> _Problem to solve_: Copy out every entry that follows, without a single picture.

Stored items from a collection
++++++++

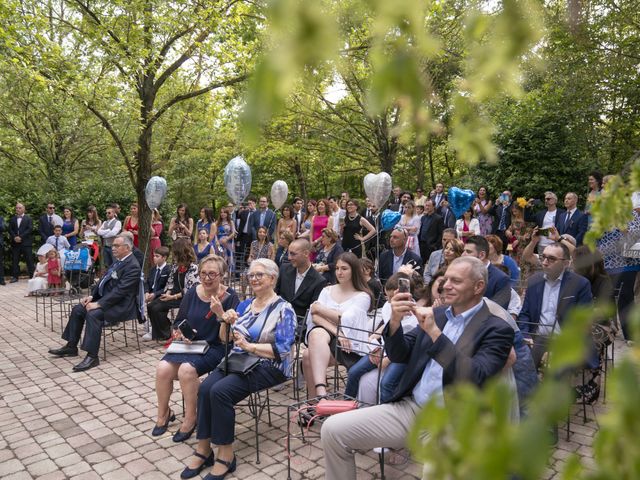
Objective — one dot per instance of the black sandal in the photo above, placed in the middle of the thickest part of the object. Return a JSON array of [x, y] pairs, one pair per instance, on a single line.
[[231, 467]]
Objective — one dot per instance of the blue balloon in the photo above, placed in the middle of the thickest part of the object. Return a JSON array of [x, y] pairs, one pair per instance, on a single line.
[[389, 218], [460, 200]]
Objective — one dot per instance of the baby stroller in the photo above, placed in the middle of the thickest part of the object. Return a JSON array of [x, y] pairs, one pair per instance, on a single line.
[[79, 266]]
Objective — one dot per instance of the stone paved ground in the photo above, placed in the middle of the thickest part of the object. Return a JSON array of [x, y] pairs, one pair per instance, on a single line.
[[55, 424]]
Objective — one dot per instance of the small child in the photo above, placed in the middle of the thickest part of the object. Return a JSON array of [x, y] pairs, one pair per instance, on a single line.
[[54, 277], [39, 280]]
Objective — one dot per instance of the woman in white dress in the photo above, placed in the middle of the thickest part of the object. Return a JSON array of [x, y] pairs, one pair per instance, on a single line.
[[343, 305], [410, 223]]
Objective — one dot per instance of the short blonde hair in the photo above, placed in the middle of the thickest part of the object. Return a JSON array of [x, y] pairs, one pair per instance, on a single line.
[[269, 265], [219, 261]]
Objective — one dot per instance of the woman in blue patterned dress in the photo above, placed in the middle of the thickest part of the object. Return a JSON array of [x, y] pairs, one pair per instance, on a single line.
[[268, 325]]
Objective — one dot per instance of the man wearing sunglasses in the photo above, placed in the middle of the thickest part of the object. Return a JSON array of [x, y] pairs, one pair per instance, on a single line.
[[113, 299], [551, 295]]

++++++++

> _Solution to the problem_:
Objective — one dot per instance of the black sandal in the photo above, placed in the middle of the thickest part of the object. Return a JSON array of [x, y] pairs, one pair per instance, on a single line.
[[231, 467]]
Objective — one dot per instance of the blue balloon in the photo above, placed in the middle of the thickest part of the object. Return a JSON array of [x, y] pairs, one pair per instance, on a single line.
[[389, 218], [460, 200]]
Objective — one dot per instance of the baby stroller in the photo above, placed in the middle of the thickest part of the object. Return a JSON array of [x, y] pairs, one pair per instance, on a single line.
[[79, 266]]
Objective — one dot per instance of the stone paved ground in the photo above, placed in the middle of the thickest part of the object. Return a JSON array of [x, y] pairs, one pair per instance, on a single line.
[[55, 424]]
Objective — one dot per instance of the small child in the photo above, placed in the middle of the thickest part of the object. Return a JSON array of [x, y] pairs, one pair per instance, on a single line.
[[54, 277], [39, 280]]
Objective — one dot per instance of the woman in white dress in the photo above, placed in the middle of the thickest part of the object. Return a JSON array of [x, y] pairs, one pair per instance, on a single line.
[[343, 305], [410, 223]]
Objective — one dot per instance of the short blonde hair in the photo above, placed in the middle of the thickest part of the object. Return a JSON array of [x, y] pairs, one pair per instance, on a single line.
[[269, 265], [219, 261]]
Objective — one dot per instance of the woman in blue patterned dress in the photo above, placed in the middle of the thickest part of the object. Return a JSON array of [x, y] pairs, one pair per instance, on a single line.
[[268, 325]]
Objective — one dot per instance of the man wearing sunglasses in the photo above, placed in the middle of the thickest part of the object. Return a JSON array of [x, y] pairs, one pair per instance, on a single line.
[[113, 299], [551, 295]]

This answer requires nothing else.